> **TASK BRIEF**
Determine the count of lines containing "pixels" in the entries below and return only that figure.

> **DATA**

────

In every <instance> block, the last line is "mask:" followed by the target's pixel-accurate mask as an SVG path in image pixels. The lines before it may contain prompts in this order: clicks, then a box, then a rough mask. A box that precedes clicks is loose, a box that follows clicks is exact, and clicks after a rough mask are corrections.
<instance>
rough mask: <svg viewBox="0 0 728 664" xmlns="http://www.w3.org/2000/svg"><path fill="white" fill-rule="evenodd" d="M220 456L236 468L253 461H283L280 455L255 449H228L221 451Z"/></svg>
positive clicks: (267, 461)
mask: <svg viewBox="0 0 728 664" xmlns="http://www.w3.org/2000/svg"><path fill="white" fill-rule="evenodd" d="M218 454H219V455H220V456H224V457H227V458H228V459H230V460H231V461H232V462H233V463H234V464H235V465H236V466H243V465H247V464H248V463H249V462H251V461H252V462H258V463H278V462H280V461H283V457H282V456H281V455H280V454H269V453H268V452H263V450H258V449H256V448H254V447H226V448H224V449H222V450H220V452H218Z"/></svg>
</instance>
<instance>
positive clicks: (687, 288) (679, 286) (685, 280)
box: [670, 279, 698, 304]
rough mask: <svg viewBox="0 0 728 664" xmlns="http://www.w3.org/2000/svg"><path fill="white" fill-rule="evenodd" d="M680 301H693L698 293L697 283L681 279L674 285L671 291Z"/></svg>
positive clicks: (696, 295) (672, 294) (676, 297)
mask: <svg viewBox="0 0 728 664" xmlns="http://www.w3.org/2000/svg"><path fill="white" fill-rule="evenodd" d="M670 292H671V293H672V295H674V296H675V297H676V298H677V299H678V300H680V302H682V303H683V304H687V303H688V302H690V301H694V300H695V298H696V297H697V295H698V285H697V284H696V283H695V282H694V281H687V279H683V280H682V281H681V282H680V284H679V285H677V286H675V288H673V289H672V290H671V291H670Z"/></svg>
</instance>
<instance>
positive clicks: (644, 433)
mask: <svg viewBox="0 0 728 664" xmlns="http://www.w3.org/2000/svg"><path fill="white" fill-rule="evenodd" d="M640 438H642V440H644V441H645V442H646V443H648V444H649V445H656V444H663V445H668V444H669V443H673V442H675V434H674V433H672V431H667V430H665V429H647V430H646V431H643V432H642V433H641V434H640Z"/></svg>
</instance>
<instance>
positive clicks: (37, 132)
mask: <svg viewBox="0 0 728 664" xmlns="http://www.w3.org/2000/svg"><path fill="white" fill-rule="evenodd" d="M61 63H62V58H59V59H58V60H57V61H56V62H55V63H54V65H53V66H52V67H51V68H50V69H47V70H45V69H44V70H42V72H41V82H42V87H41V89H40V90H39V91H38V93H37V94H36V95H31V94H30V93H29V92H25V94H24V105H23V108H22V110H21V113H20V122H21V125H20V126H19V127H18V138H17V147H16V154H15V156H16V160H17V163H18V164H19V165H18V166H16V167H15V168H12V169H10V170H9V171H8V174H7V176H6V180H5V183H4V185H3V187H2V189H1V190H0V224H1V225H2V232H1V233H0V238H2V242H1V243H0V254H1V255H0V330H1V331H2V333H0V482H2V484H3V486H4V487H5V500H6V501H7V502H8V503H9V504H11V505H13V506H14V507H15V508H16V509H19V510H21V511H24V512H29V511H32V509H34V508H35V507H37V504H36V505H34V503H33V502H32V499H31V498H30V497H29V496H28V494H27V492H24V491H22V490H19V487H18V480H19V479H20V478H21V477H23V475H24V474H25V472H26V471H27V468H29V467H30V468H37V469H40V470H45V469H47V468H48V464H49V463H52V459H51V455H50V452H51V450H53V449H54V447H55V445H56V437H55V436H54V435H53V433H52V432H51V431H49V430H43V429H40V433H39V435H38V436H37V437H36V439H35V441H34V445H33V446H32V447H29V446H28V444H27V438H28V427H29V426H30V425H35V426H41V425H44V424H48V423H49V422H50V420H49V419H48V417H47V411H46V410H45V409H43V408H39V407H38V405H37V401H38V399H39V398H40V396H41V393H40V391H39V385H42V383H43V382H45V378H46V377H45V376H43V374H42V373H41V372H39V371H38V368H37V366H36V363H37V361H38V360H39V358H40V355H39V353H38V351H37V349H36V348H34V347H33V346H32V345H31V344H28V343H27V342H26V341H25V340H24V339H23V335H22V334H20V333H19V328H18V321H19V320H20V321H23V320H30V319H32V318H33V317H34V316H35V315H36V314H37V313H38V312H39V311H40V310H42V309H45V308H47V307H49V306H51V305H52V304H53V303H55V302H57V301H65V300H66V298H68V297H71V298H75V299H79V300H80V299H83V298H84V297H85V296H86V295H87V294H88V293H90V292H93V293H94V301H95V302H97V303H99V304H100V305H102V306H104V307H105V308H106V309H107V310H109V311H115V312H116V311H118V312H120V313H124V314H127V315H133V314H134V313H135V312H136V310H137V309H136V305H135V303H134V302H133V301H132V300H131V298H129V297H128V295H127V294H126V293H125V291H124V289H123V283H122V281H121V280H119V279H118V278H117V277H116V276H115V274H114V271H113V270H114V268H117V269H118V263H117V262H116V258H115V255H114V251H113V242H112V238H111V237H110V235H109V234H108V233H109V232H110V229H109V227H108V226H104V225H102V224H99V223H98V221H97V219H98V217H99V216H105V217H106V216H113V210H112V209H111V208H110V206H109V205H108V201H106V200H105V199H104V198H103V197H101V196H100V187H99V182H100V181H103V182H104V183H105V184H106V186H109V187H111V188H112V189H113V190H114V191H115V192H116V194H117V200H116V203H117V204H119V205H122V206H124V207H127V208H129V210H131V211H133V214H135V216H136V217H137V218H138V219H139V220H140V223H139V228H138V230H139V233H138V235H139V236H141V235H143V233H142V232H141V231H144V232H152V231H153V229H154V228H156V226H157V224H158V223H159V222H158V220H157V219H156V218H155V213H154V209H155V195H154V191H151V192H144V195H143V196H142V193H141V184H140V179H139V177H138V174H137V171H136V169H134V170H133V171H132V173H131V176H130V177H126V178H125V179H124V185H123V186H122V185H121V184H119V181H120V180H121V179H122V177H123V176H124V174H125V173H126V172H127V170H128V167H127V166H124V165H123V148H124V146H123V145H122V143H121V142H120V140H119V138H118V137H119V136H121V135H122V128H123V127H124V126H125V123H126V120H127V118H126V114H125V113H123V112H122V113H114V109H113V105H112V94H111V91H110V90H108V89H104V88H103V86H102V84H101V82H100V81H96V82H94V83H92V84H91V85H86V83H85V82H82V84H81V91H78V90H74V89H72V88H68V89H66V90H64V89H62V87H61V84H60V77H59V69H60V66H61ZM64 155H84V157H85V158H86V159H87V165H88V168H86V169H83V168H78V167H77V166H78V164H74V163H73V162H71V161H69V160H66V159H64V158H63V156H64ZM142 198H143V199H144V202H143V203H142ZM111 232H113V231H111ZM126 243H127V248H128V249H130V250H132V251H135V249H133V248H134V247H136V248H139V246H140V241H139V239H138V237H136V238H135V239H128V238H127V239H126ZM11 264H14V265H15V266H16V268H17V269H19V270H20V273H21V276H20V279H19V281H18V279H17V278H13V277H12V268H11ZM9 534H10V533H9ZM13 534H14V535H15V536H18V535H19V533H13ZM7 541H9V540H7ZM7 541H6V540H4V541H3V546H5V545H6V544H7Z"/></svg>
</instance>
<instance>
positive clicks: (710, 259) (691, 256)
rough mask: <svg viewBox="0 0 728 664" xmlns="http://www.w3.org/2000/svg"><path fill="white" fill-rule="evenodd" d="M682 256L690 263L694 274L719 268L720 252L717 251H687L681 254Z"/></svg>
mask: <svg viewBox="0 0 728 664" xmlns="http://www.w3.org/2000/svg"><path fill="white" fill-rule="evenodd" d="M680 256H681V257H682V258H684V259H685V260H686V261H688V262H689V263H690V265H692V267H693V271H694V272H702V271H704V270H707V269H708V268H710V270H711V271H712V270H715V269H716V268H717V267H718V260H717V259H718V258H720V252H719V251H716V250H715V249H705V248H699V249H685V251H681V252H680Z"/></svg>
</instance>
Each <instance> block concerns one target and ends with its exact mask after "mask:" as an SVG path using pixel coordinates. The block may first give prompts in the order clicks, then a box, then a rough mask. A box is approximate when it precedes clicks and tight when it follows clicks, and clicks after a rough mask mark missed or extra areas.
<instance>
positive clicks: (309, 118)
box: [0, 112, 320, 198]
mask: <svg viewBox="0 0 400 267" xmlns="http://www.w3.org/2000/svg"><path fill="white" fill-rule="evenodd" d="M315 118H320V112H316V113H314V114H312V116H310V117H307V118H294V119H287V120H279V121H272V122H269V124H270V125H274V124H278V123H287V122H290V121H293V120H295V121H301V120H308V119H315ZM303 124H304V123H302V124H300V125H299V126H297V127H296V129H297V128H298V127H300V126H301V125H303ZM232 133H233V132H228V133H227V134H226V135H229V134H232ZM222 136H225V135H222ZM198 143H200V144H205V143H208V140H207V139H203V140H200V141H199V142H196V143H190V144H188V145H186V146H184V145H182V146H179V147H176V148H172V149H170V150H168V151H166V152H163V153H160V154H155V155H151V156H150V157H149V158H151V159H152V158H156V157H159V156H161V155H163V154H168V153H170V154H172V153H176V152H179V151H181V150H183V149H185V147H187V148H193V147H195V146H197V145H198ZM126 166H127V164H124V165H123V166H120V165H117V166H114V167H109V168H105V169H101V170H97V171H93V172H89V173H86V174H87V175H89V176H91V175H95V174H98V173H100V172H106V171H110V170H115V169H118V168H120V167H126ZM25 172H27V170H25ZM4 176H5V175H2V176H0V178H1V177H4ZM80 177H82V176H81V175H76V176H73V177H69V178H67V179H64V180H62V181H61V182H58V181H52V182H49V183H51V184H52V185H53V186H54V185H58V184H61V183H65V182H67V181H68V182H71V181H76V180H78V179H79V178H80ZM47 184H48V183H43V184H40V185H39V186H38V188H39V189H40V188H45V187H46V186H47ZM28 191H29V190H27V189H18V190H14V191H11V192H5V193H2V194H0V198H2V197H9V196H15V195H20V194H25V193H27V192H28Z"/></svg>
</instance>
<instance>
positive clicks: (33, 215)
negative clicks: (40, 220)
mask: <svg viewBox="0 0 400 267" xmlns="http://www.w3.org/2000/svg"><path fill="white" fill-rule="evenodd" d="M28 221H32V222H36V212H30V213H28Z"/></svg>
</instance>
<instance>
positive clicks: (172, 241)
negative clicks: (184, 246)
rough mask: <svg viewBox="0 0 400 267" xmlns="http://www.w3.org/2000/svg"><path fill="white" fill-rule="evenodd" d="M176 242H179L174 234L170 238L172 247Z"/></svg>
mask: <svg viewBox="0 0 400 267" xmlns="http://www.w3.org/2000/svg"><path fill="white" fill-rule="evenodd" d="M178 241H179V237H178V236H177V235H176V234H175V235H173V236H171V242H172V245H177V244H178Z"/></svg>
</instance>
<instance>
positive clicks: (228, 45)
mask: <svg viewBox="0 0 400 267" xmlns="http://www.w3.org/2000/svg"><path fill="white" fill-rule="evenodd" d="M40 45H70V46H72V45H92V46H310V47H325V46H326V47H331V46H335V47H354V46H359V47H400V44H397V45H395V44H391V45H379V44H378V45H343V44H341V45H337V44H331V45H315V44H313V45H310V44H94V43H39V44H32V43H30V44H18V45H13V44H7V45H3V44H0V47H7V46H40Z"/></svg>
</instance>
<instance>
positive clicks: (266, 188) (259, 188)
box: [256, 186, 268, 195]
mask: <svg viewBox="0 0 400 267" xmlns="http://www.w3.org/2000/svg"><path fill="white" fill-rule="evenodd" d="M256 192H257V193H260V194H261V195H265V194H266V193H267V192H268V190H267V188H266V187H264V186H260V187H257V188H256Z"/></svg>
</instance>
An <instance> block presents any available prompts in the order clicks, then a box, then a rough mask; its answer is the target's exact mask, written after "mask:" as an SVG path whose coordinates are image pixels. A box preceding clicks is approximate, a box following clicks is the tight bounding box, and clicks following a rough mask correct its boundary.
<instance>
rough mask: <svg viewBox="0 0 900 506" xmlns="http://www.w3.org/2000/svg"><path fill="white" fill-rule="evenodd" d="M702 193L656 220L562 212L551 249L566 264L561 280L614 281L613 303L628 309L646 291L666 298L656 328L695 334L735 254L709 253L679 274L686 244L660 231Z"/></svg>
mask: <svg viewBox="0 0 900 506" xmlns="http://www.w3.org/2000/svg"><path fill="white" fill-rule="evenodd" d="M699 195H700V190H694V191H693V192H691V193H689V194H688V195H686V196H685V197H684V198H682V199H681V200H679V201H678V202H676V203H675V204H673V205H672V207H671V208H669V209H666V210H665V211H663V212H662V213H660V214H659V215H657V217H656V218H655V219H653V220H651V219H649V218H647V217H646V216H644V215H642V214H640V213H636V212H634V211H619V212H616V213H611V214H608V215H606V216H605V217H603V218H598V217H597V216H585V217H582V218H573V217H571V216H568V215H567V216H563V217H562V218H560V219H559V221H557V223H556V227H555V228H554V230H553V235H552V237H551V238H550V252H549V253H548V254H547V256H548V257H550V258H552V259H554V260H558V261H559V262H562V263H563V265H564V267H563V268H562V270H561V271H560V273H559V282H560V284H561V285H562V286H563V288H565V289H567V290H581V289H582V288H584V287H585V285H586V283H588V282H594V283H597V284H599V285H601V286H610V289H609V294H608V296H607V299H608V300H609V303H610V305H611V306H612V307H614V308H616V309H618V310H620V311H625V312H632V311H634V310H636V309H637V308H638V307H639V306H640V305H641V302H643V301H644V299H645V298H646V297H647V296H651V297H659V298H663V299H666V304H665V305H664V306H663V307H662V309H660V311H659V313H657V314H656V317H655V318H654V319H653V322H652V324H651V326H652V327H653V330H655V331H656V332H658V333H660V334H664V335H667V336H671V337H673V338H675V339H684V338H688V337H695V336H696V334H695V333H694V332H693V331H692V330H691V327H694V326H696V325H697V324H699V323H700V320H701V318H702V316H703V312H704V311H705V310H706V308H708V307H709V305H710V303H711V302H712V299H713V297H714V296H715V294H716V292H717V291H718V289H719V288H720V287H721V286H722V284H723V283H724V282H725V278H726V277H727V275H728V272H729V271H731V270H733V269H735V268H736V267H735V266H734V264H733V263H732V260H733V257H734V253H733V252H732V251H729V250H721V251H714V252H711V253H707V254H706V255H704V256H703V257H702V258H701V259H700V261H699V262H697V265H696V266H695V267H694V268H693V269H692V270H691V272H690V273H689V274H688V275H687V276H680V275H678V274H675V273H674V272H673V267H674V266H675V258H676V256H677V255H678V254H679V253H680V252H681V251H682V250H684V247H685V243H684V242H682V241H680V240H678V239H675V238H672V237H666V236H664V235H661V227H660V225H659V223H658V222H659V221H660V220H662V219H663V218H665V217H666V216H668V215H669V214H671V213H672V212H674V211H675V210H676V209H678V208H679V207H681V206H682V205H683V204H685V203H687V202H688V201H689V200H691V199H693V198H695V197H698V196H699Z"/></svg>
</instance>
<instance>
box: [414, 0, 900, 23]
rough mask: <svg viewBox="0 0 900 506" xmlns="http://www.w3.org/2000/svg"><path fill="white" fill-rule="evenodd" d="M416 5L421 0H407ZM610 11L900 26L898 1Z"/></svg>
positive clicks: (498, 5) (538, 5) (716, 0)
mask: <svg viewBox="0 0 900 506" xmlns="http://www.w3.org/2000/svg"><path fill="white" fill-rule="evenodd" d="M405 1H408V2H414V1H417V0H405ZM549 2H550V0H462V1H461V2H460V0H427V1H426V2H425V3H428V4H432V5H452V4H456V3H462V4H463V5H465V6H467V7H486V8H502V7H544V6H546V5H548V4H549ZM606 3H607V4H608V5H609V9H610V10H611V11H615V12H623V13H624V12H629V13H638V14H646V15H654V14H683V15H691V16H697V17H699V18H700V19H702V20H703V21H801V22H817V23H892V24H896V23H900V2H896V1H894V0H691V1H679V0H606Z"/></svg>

────

> **RESULT FOR THIS TASK**
2